> [Problems]:
a) Copy the striper fishing thread word for word, starting at "We had to pull" and ending at "not so much !".
b) Answer these questions from the striper fishing thread:
(i) What kind of bait did the group catch before heading to the river?
(ii) How many fish did they catch, and what was the weight range?
(iii) Where does permitchaser say he is going next, and for what kind of fishing?
** begin Document segment **
# More river reports from GA



## permitchaser (Aug 26, 2013)

We went to catch bait (Gizzard Shad) then reloaded and went to the river. When the water in the lakes starts heating up the big Stripers go to the rivers to cool off. That's what we hoped

We caught 47 from 8 to 12 lbs. 

I'll post pictures soon


----------



## BadKnotGuy (Jul 8, 2012)

So you're saying it was a kinda slow day .


----------



## anytide (Jul 30, 2009)

> We went to catch bait (Gizzard Shad) then reloaded and went to the river. When the water in the lakes starts heating up the big Stripers go to the rivers to cool off. That's what we hoped
> 
> We caught 47 from 8 to 12 lbs.
> 
> I'll post pictures soon



[smiley=worth.gif]


----------



## permitchaser (Aug 26, 2013)

*Re: More river reports from GA Pictures*










12 lb piggy










10 lb porky

We had to pull them out of the trees so braid locked down.  only the 12 lb could pull my drag and he did.  one time I felt a bite and set the hook.  line ran out and broke in a flash.  Must of been the biggie


----------



## anytide (Jul 30, 2009)

pretty fish...... you not so much !


----------



## permitchaser (Aug 26, 2013)

X2


----------



## IRLyRiser (Feb 14, 2007)

Looks like a lot of fun. Never realized there was good striper fishing that close to me.


----------



## IRLyRiser (Feb 14, 2007)

Close being within a day's drive.


----------



## howl (Jul 1, 2015)

That's awesome. Hard work paying off!


----------



## permitchaser (Aug 26, 2013)

Thanks for all response. Going to Oak island NC to do some flats fishing. Hope I catch something to take pictures of


----------
** end Document segment **
** begin Information provided **
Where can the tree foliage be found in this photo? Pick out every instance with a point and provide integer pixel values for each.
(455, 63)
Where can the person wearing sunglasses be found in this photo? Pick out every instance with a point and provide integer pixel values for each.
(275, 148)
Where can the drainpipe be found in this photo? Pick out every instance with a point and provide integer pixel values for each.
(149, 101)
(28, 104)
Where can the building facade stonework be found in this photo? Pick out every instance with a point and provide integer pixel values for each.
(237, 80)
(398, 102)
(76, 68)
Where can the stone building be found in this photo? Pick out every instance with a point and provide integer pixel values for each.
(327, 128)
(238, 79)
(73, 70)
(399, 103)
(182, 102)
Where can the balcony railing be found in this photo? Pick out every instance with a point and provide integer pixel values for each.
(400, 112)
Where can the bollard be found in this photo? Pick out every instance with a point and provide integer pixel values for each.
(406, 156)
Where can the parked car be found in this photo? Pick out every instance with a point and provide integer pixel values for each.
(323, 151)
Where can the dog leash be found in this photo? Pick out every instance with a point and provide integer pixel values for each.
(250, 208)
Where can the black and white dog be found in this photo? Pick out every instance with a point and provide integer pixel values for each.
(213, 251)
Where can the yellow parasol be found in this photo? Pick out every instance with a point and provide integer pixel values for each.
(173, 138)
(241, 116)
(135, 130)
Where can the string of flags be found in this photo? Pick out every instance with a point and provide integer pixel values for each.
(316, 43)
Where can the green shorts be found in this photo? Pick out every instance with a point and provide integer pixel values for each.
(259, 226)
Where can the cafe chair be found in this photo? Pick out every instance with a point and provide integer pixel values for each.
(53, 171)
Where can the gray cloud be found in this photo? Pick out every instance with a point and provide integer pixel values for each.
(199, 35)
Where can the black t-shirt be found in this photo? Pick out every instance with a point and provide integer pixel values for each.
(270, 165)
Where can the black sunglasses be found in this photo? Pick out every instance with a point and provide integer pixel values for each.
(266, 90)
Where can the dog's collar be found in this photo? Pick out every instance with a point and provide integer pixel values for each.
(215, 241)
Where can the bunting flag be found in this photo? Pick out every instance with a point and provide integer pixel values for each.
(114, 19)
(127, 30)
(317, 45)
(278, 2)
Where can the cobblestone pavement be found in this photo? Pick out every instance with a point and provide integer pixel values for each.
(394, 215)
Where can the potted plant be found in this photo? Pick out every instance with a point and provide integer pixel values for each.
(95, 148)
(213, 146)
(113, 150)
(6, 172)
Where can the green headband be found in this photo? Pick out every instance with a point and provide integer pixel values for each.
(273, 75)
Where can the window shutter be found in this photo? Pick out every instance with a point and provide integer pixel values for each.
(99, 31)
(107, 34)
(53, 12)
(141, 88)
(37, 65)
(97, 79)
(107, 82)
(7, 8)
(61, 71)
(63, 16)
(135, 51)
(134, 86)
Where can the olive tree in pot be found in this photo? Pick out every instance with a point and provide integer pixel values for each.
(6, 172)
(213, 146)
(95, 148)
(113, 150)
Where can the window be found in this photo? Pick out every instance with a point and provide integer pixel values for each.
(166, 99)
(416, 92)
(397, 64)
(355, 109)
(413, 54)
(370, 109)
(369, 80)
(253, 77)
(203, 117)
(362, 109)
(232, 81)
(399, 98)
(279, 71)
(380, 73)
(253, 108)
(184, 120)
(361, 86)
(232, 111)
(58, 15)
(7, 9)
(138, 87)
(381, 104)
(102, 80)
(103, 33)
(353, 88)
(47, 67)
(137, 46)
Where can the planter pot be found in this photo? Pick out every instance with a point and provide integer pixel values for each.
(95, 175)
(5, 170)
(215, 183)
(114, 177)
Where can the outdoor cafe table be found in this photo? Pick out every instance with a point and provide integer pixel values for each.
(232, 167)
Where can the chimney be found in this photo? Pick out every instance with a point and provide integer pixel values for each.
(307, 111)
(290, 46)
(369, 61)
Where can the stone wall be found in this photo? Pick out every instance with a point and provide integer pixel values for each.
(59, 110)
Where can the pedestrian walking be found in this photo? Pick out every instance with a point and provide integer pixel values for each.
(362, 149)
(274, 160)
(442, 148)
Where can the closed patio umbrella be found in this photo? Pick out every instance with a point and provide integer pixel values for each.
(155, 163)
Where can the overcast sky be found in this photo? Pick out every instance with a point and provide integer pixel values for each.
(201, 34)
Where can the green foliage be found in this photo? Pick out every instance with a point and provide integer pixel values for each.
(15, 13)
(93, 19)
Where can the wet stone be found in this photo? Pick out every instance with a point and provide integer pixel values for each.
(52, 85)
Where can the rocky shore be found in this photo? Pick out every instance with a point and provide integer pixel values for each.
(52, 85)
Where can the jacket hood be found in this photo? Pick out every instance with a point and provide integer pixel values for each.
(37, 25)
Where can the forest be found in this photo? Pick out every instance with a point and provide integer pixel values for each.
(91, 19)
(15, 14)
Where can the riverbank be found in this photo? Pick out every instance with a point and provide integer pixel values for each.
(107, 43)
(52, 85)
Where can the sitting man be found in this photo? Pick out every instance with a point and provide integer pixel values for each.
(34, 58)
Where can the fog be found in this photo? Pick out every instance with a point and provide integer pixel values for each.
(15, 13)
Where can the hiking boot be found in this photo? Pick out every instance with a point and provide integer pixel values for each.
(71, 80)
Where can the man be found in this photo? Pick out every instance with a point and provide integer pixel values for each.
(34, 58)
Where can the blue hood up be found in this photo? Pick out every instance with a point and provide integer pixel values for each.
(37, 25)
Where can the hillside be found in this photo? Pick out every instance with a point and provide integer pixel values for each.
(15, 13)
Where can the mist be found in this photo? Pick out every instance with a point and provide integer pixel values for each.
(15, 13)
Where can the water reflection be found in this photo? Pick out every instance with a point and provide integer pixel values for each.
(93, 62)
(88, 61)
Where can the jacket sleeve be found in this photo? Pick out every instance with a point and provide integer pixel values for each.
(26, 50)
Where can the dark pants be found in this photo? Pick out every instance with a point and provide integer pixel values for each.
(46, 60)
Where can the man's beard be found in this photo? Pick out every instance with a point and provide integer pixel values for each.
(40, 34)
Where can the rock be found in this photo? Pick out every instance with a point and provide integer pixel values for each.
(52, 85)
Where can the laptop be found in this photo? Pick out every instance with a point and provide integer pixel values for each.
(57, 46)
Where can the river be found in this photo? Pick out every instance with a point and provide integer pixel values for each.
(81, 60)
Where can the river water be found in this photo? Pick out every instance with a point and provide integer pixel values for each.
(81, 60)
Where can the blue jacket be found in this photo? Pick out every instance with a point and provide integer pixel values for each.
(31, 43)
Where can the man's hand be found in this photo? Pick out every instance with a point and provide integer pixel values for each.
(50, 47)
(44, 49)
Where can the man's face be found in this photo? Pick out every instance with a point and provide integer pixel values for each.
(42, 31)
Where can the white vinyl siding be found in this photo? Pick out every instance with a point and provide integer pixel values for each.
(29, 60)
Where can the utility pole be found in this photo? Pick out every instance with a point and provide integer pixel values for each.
** end Information provided **
> [Task responses]:
a)
We had to pull them out of the trees so braid locked down.  only the 12 lb could pull my drag and he did.  one time I felt a bite and set the hook.  line ran out and broke in a flash.  Must of been the biggie


----------



## anytide (Jul 30, 2009)

pretty fish...... you not so much !

b)
(i) Gizzard Shad.
(ii) They caught 47 fish weighing from 8 to 12 lbs.
(iii) Oak Island, NC, for flats fishing.